▸ **GIVEN PROBLEM 1**
Print the passage on reactions to May's Brexit speech between "Muscat's positive response" and "EU's single market.", inclusive.

++++++++++++++++++++

Referring to British press articles, Muscat said he “did not see in the prime minister's words, when I heard her first-hand, the sort of declaration of war that some media are depicting it was”.

The Times had summarised the speech as: “May to EU: give us fair deal or you'll be crushed”, while the Guardian put the title “May's Brexit threat to Europe” on its front page.

May had said she would rather have no deal than “a bad deal for Britain”. She said that if the remaining EU countries tried to punish Britain for leaving, that would be “an act of calamitous self-harm for the countries of Europe”.

Muscat's positive response was mirrored by German chancellor Angela Merkel, who said the speech had "given us a clear impression of how Great Britain wants to proceed", according to the Reuters news agency.

The Maltese PM noted that May said the UK would not aim to stay in the EU's single market.

That was “very welcome”, because that aligns with the remaining 27 EU countries' position that the four freedoms – of people, capital, labour, and goods – are indivisible, he said.

++++++++++++++++++++

▸ **GIVEN PROBLEM 2**
Return each line of the listing that contains the string "penguin", matching case exactly.

(Dataset rows)
++++++++++++++++++++

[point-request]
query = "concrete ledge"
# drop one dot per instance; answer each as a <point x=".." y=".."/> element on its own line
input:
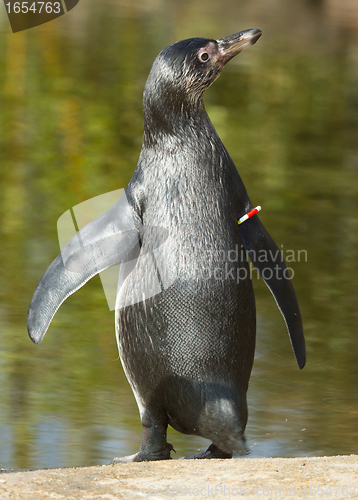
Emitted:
<point x="323" y="477"/>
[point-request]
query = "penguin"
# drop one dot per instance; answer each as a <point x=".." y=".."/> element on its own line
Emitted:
<point x="185" y="309"/>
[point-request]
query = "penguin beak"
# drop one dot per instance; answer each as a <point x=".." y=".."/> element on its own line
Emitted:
<point x="232" y="45"/>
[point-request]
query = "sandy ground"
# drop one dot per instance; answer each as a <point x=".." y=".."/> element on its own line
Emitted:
<point x="324" y="477"/>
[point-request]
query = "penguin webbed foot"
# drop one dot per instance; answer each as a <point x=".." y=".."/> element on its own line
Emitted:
<point x="212" y="452"/>
<point x="145" y="456"/>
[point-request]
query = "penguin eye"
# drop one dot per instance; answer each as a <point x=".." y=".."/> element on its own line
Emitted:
<point x="204" y="56"/>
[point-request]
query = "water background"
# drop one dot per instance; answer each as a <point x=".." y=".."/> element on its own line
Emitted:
<point x="71" y="128"/>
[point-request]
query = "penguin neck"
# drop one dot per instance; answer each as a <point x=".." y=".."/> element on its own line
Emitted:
<point x="176" y="124"/>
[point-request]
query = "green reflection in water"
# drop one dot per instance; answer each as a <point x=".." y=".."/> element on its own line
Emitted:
<point x="71" y="128"/>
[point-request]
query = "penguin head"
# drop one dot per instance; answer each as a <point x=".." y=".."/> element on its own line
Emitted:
<point x="183" y="71"/>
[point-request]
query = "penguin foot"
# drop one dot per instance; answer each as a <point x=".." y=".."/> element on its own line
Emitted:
<point x="145" y="456"/>
<point x="212" y="452"/>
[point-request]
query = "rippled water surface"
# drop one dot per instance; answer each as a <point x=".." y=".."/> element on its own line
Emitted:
<point x="71" y="129"/>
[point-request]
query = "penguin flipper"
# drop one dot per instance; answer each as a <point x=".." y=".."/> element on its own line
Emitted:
<point x="98" y="245"/>
<point x="268" y="261"/>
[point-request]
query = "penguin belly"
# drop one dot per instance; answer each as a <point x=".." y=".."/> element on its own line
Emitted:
<point x="188" y="351"/>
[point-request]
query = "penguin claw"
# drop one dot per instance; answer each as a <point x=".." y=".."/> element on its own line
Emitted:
<point x="145" y="457"/>
<point x="211" y="452"/>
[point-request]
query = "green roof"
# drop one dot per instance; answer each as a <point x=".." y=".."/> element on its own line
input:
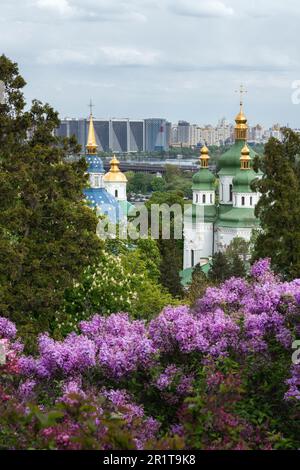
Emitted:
<point x="229" y="162"/>
<point x="187" y="274"/>
<point x="242" y="181"/>
<point x="236" y="217"/>
<point x="126" y="207"/>
<point x="209" y="212"/>
<point x="204" y="179"/>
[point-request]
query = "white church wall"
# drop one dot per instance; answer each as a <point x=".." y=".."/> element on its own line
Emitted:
<point x="118" y="190"/>
<point x="245" y="200"/>
<point x="198" y="243"/>
<point x="225" y="235"/>
<point x="204" y="198"/>
<point x="225" y="183"/>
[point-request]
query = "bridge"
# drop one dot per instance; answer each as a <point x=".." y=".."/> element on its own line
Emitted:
<point x="151" y="167"/>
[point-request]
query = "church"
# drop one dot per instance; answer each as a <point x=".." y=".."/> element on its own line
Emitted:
<point x="107" y="192"/>
<point x="211" y="223"/>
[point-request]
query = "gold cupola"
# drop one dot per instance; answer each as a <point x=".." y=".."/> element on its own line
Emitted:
<point x="91" y="145"/>
<point x="241" y="126"/>
<point x="245" y="158"/>
<point x="204" y="157"/>
<point x="114" y="175"/>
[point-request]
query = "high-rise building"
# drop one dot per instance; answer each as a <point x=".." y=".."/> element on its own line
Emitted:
<point x="118" y="135"/>
<point x="183" y="132"/>
<point x="136" y="136"/>
<point x="155" y="135"/>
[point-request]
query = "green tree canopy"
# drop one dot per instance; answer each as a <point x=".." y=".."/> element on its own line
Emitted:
<point x="279" y="206"/>
<point x="47" y="232"/>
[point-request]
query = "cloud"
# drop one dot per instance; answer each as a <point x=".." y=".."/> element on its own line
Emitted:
<point x="91" y="10"/>
<point x="201" y="8"/>
<point x="62" y="7"/>
<point x="101" y="56"/>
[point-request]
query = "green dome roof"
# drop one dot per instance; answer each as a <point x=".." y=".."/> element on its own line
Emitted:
<point x="242" y="181"/>
<point x="229" y="162"/>
<point x="203" y="179"/>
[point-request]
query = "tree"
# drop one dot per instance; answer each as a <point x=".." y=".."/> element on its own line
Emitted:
<point x="158" y="184"/>
<point x="220" y="268"/>
<point x="115" y="283"/>
<point x="200" y="283"/>
<point x="139" y="183"/>
<point x="238" y="246"/>
<point x="237" y="266"/>
<point x="170" y="266"/>
<point x="279" y="206"/>
<point x="47" y="232"/>
<point x="170" y="250"/>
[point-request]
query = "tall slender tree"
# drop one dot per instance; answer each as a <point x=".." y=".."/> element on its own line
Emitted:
<point x="47" y="233"/>
<point x="279" y="206"/>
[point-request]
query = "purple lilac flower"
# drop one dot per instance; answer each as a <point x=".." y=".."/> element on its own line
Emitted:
<point x="8" y="329"/>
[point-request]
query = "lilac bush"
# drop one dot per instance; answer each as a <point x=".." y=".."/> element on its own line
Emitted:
<point x="237" y="337"/>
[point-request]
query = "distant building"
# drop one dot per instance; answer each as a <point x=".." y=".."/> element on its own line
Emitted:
<point x="155" y="135"/>
<point x="117" y="135"/>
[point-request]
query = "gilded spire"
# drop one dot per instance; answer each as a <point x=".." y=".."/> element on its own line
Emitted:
<point x="91" y="145"/>
<point x="204" y="157"/>
<point x="114" y="165"/>
<point x="241" y="128"/>
<point x="245" y="158"/>
<point x="115" y="174"/>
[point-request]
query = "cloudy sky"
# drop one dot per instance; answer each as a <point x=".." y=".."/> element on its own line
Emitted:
<point x="179" y="59"/>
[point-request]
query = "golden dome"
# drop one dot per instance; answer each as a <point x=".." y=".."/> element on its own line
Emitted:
<point x="91" y="145"/>
<point x="204" y="156"/>
<point x="241" y="127"/>
<point x="245" y="158"/>
<point x="204" y="150"/>
<point x="115" y="175"/>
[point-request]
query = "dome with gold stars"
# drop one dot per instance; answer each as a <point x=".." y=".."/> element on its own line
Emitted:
<point x="114" y="175"/>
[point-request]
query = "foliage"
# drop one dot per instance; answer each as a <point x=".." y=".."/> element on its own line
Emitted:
<point x="170" y="250"/>
<point x="278" y="207"/>
<point x="232" y="262"/>
<point x="127" y="281"/>
<point x="217" y="376"/>
<point x="199" y="284"/>
<point x="47" y="233"/>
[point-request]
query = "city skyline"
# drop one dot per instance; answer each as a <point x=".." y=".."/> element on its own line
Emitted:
<point x="128" y="57"/>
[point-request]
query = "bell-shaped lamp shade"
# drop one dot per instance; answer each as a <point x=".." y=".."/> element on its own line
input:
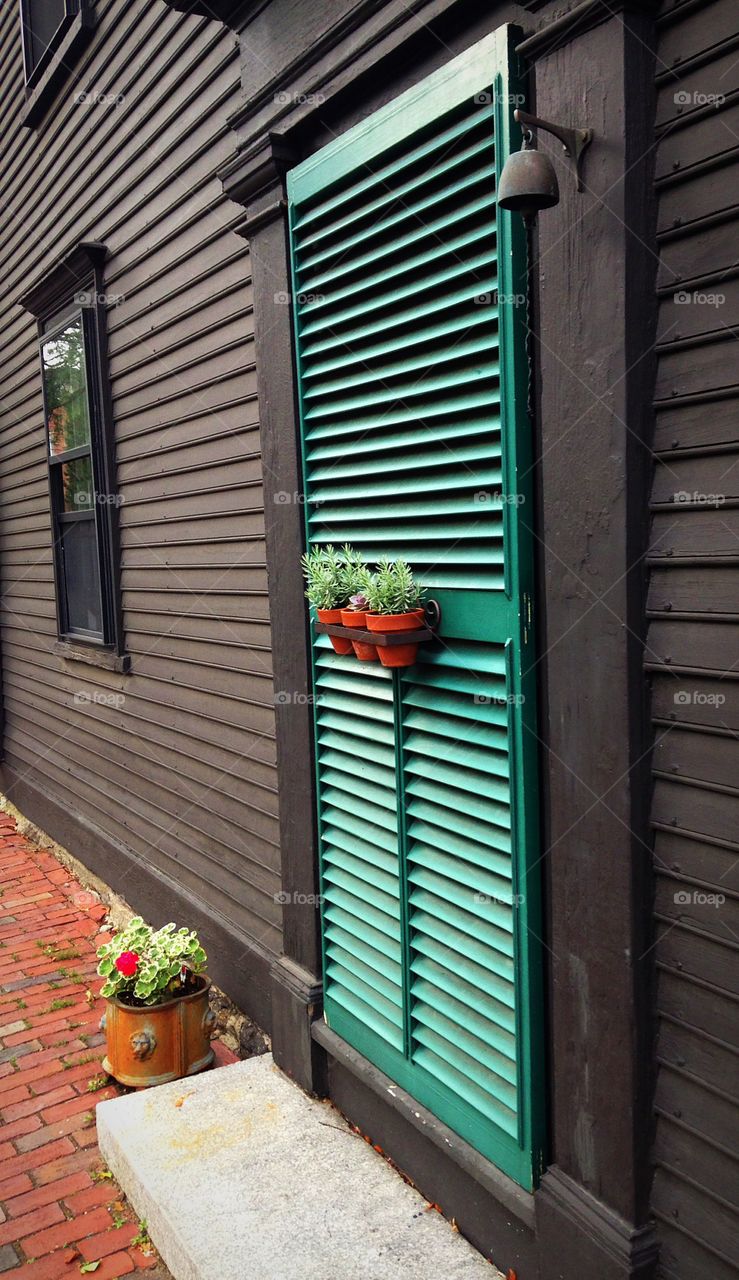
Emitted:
<point x="528" y="183"/>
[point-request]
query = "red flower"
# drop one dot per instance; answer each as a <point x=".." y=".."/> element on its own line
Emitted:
<point x="127" y="963"/>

++++++++++++++++++++

▸ **TASK SOLUTION 1**
Muscat's positive response was mirrored by German chancellor Angela Merkel, who said the speech had "given us a clear impression of how Great Britain wants to proceed", according to the Reuters news agency.

The Maltese PM noted that May said the UK would not aim to stay in the EU's single market.

▸ **TASK SOLUTION 2**
query = "penguin"
query = "penguin beak"
query = "penguin webbed foot"
query = "penguin eye"
query = "penguin neck"
query = "penguin head"
query = "penguin foot"
query = "penguin flipper"
query = "penguin belly"
query = "penguin claw"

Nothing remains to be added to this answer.